## BEGIN Stored records

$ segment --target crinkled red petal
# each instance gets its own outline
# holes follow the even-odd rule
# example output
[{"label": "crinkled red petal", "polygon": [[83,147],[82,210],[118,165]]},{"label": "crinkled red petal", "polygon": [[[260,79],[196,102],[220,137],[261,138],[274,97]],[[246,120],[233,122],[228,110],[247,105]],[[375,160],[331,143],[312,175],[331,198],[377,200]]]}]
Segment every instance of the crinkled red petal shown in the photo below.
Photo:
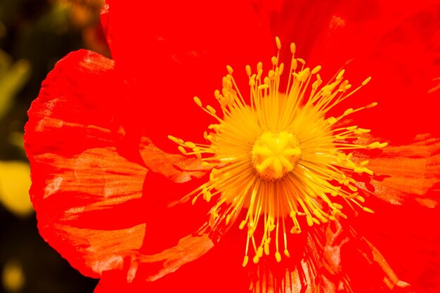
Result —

## END Stored records

▶ [Written request]: Present the rows above as a numbered list, leaving out blank lines and omitting the pictures.

▶ [Output of the exercise]:
1. $ segment --target crinkled red petal
2. # each instance gets its own outline
3. # holes follow the even-odd rule
4. # example output
5. [{"label": "crinkled red petal", "polygon": [[83,147],[82,210],[118,165]]},{"label": "crinkled red petal", "polygon": [[[260,79],[196,102],[220,137],[261,138],[274,97]],[[246,120],[233,122],[228,110],[247,105]],[[375,160],[331,143],[312,175],[331,198],[377,200]]]}]
6. Segment every instance of the crinkled red petal shown in the photo below.
7. Photo:
8. Result —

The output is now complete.